**Data shown**
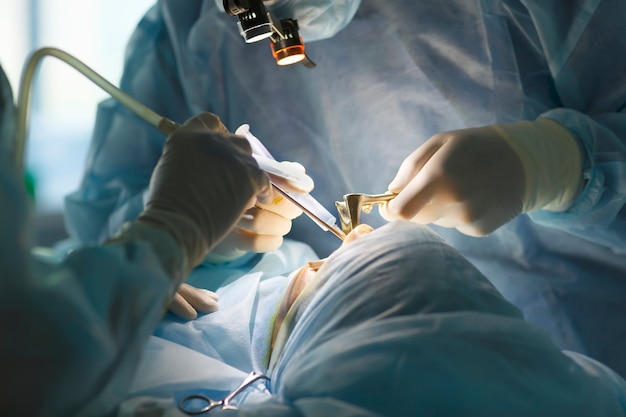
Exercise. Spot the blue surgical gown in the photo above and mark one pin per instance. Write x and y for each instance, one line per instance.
(382, 86)
(396, 323)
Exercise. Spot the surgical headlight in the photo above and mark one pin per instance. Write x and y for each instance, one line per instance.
(254, 20)
(255, 24)
(287, 46)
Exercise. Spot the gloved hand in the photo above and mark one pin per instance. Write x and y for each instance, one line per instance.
(262, 227)
(201, 185)
(189, 300)
(478, 179)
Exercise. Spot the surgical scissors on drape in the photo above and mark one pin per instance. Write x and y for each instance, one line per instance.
(189, 404)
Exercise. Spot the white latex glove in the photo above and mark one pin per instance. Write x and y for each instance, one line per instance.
(478, 179)
(200, 187)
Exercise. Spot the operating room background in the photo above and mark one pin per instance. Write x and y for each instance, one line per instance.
(64, 103)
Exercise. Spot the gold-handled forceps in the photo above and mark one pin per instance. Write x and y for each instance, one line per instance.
(350, 208)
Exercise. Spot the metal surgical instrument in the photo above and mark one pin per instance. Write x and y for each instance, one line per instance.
(188, 403)
(350, 208)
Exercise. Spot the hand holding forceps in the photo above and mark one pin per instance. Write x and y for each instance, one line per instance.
(187, 403)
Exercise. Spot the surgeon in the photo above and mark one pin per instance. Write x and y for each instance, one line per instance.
(72, 332)
(501, 123)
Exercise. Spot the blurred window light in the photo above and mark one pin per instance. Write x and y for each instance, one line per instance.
(63, 106)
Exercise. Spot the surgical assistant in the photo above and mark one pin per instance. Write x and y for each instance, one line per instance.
(386, 80)
(73, 330)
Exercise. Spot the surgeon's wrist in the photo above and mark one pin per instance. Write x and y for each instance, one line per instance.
(552, 162)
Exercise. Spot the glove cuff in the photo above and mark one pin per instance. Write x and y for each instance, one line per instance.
(552, 163)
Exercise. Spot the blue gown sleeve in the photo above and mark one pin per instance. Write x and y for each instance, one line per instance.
(71, 330)
(125, 148)
(584, 49)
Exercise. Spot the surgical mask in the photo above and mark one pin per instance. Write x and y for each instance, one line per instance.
(317, 19)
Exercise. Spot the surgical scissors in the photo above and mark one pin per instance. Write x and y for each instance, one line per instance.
(186, 404)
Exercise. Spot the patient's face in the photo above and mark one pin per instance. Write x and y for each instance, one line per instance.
(309, 271)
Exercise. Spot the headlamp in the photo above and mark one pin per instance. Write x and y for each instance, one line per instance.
(255, 24)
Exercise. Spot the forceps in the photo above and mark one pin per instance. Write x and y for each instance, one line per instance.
(186, 404)
(350, 208)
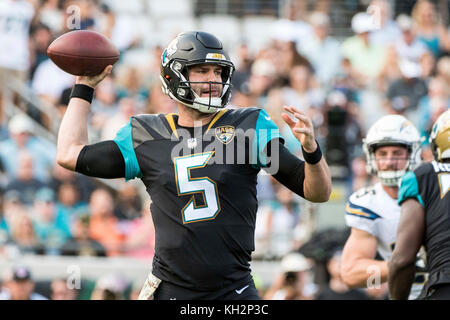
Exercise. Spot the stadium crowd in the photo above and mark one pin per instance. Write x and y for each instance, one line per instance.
(389, 64)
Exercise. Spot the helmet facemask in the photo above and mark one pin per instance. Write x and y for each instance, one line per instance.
(390, 178)
(176, 61)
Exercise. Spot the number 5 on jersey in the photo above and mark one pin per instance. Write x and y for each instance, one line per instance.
(204, 185)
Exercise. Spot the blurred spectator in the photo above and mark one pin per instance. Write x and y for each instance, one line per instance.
(427, 65)
(50, 14)
(130, 85)
(25, 183)
(104, 225)
(158, 102)
(378, 292)
(404, 93)
(281, 218)
(49, 81)
(443, 69)
(386, 31)
(23, 235)
(293, 282)
(366, 58)
(343, 133)
(429, 28)
(322, 50)
(19, 285)
(129, 202)
(126, 109)
(254, 92)
(243, 63)
(16, 17)
(22, 138)
(52, 232)
(302, 93)
(431, 106)
(103, 106)
(68, 204)
(61, 291)
(408, 46)
(110, 287)
(41, 38)
(81, 244)
(337, 289)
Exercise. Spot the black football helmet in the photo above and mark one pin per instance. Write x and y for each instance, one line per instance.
(189, 49)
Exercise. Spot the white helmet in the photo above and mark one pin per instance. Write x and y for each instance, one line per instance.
(392, 130)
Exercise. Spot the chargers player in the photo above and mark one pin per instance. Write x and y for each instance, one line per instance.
(425, 220)
(392, 147)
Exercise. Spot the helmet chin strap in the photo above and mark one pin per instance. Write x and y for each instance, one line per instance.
(390, 178)
(206, 104)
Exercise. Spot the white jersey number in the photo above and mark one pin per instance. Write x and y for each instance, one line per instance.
(204, 185)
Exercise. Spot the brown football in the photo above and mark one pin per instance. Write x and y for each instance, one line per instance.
(83, 52)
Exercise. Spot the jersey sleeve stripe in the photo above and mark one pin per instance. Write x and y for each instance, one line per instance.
(265, 130)
(353, 209)
(216, 117)
(169, 118)
(124, 141)
(409, 188)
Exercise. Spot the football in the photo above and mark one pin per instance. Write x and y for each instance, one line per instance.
(83, 52)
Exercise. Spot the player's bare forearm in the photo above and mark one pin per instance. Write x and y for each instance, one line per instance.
(72, 135)
(317, 184)
(363, 273)
(401, 277)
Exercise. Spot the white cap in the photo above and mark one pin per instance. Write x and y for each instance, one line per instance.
(362, 22)
(294, 262)
(20, 123)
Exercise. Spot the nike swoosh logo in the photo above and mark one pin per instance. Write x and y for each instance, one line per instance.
(241, 290)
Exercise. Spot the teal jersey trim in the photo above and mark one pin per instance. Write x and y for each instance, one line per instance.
(266, 130)
(124, 139)
(409, 189)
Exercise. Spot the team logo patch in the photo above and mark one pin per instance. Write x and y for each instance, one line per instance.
(225, 133)
(192, 143)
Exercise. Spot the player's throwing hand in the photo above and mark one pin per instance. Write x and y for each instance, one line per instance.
(93, 81)
(302, 129)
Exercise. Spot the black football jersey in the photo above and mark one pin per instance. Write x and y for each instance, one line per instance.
(429, 184)
(202, 185)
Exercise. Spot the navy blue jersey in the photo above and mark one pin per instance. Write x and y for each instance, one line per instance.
(202, 183)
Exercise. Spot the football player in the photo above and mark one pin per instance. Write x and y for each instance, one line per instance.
(199, 167)
(425, 220)
(392, 147)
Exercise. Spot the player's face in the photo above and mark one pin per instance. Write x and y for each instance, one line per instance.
(206, 73)
(389, 158)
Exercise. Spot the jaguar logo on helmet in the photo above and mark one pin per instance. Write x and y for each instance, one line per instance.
(440, 137)
(189, 49)
(392, 130)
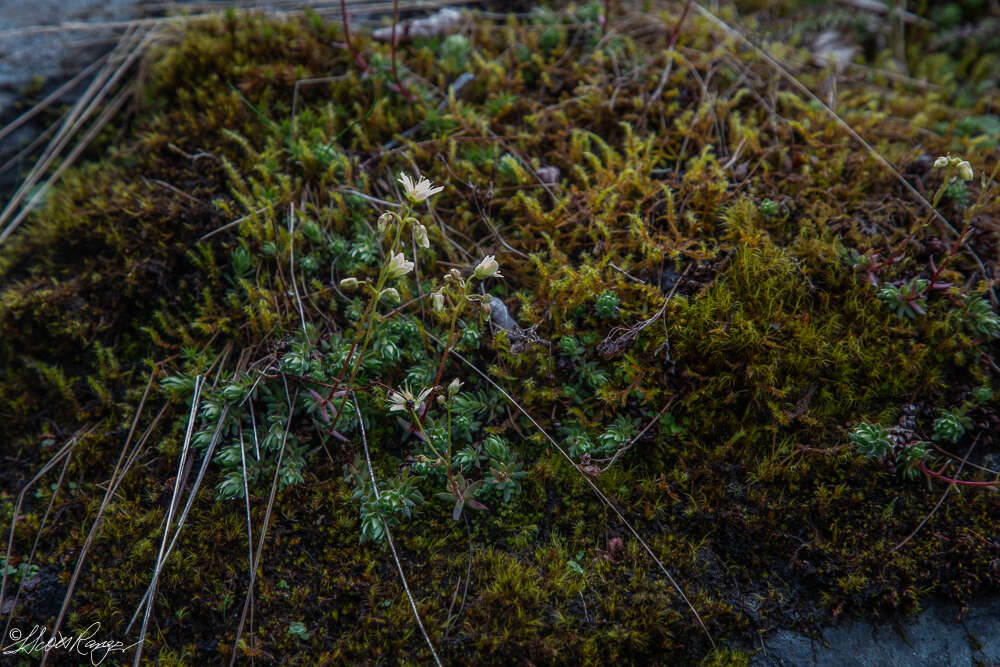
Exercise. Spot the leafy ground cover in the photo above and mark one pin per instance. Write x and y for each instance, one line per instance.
(730, 372)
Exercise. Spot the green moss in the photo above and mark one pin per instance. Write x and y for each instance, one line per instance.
(172, 256)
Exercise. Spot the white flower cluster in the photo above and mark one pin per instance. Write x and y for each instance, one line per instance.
(963, 166)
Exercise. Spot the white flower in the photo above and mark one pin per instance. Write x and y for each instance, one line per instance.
(488, 268)
(405, 401)
(399, 266)
(418, 192)
(965, 170)
(420, 232)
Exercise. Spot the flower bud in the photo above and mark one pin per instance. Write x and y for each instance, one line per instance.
(399, 266)
(488, 268)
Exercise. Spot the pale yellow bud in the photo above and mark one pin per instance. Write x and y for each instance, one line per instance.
(488, 268)
(399, 266)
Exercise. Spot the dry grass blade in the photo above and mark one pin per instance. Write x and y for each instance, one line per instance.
(61, 454)
(291, 265)
(116, 478)
(34, 546)
(940, 500)
(51, 97)
(195, 400)
(388, 535)
(600, 494)
(263, 530)
(184, 513)
(131, 47)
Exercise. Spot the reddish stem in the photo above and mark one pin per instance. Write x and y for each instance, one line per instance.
(951, 480)
(347, 37)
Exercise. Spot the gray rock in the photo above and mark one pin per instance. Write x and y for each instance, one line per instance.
(935, 637)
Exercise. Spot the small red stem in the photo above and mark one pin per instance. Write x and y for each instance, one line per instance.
(347, 37)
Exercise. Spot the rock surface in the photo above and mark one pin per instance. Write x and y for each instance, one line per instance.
(935, 637)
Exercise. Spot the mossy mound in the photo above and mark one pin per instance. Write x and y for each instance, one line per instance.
(679, 234)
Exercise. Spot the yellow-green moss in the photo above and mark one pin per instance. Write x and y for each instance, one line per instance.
(770, 347)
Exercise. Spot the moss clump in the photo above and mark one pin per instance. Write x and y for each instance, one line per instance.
(699, 354)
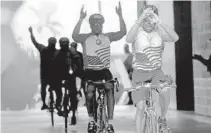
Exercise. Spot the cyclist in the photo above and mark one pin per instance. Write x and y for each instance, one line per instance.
(148, 36)
(129, 68)
(66, 66)
(96, 52)
(46, 60)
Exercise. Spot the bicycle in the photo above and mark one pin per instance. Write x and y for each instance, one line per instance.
(67, 103)
(151, 124)
(51, 105)
(99, 111)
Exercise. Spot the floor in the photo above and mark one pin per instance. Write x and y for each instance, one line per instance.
(35, 121)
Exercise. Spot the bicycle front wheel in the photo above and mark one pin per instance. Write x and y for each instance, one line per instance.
(52, 118)
(153, 123)
(51, 108)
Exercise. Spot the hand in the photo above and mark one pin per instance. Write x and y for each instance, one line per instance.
(119, 10)
(156, 19)
(169, 80)
(82, 13)
(30, 29)
(196, 56)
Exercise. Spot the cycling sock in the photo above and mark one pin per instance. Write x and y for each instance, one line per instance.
(91, 119)
(110, 121)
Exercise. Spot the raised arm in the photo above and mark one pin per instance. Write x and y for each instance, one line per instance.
(115, 36)
(131, 36)
(167, 34)
(39, 46)
(77, 37)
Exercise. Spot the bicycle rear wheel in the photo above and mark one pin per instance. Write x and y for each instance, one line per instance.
(153, 123)
(51, 108)
(52, 118)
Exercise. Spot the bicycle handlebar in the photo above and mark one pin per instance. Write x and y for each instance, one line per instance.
(102, 82)
(150, 86)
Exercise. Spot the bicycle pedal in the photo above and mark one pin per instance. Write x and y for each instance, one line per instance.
(165, 130)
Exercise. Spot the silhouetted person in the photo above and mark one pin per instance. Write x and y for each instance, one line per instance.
(46, 63)
(78, 73)
(129, 68)
(206, 62)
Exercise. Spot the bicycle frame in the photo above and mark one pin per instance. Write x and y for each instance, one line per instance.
(51, 109)
(100, 111)
(102, 119)
(150, 113)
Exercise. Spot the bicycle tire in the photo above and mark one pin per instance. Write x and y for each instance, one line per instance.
(66, 111)
(51, 108)
(146, 124)
(153, 123)
(66, 123)
(52, 118)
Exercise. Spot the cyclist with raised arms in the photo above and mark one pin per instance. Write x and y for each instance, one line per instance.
(96, 52)
(148, 37)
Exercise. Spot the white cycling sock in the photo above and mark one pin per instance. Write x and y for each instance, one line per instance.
(91, 119)
(110, 121)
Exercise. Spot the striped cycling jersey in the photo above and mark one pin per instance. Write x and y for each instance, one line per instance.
(96, 52)
(147, 51)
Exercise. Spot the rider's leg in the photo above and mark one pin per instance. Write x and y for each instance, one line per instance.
(89, 104)
(43, 93)
(139, 117)
(138, 77)
(138, 98)
(89, 100)
(164, 99)
(58, 90)
(110, 101)
(164, 95)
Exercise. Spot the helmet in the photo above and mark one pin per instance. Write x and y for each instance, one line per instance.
(64, 42)
(154, 8)
(96, 18)
(52, 40)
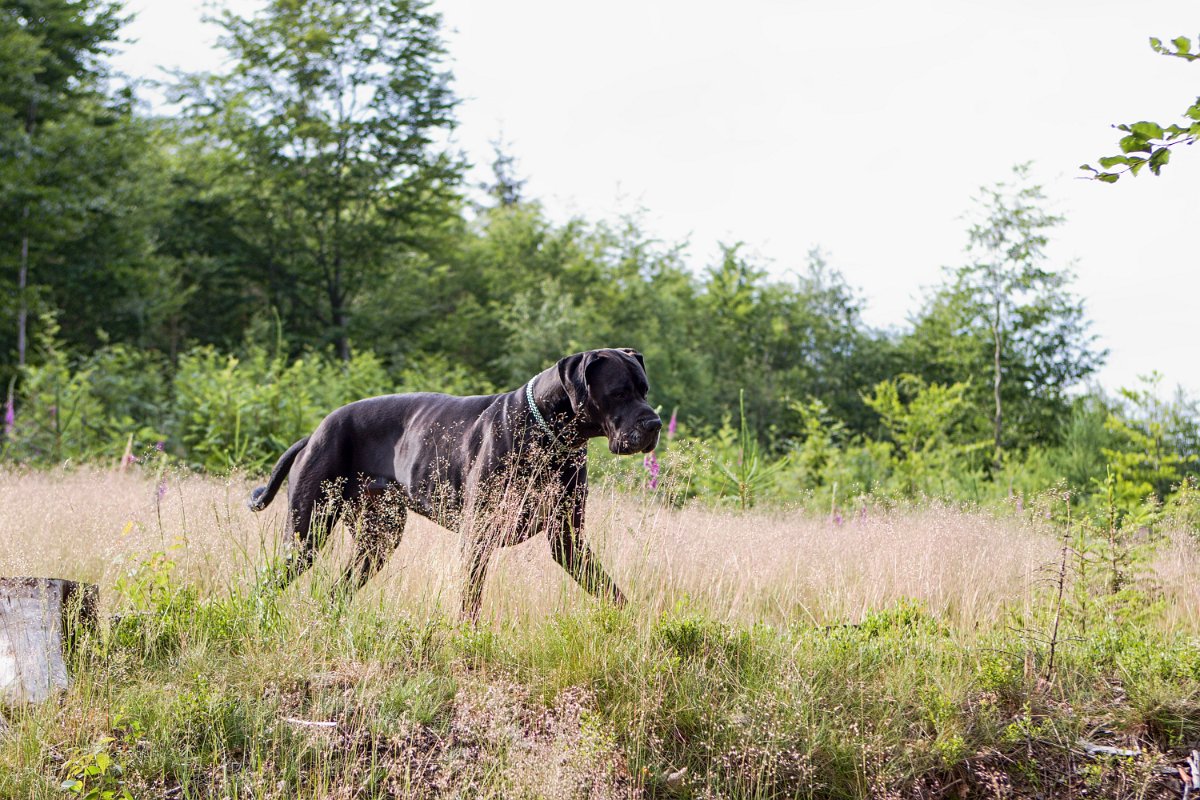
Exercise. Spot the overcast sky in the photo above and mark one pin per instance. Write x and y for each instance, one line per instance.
(861, 127)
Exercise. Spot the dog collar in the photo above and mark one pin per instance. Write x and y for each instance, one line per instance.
(537, 414)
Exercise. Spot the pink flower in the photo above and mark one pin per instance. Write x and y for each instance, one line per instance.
(652, 465)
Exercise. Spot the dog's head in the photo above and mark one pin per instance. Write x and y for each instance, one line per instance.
(607, 390)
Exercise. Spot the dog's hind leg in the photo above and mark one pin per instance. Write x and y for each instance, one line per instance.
(378, 527)
(574, 555)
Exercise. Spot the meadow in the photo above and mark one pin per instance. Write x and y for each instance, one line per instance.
(898, 650)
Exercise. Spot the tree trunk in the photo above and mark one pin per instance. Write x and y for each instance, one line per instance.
(22, 282)
(23, 272)
(41, 621)
(995, 385)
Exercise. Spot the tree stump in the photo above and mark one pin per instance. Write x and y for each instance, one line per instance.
(41, 621)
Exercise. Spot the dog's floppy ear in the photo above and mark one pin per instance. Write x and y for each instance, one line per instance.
(573, 371)
(636, 355)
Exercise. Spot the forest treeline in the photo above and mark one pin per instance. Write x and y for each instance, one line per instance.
(298, 230)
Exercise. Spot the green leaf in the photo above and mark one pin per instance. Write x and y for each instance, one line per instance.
(1158, 158)
(1134, 143)
(1147, 130)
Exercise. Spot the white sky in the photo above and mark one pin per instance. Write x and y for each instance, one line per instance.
(863, 127)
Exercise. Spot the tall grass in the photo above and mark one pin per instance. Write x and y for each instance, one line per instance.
(766, 654)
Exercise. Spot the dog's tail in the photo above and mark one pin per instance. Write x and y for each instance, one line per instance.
(263, 495)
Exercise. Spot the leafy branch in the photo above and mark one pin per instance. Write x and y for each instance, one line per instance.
(1149, 144)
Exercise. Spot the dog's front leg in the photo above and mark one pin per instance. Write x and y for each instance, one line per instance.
(477, 553)
(574, 555)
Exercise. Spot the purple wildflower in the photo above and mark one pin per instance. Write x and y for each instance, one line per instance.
(652, 465)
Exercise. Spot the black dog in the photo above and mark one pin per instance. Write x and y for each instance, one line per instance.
(499, 467)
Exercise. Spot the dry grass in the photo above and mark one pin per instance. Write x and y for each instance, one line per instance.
(598, 703)
(767, 566)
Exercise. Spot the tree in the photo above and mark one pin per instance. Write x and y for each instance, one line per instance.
(330, 125)
(1009, 317)
(1152, 138)
(51, 104)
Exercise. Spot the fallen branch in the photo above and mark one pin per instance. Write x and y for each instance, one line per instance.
(1104, 750)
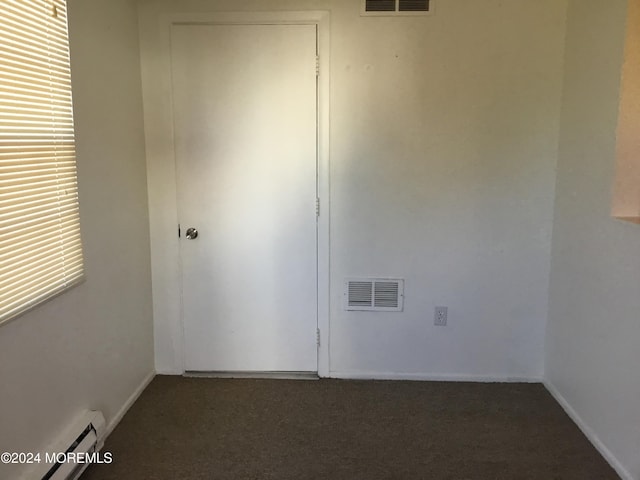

**What this task involves**
Count the lines in the entries above that include the string "surgeon", and reply with the number alone.

**Full answer**
2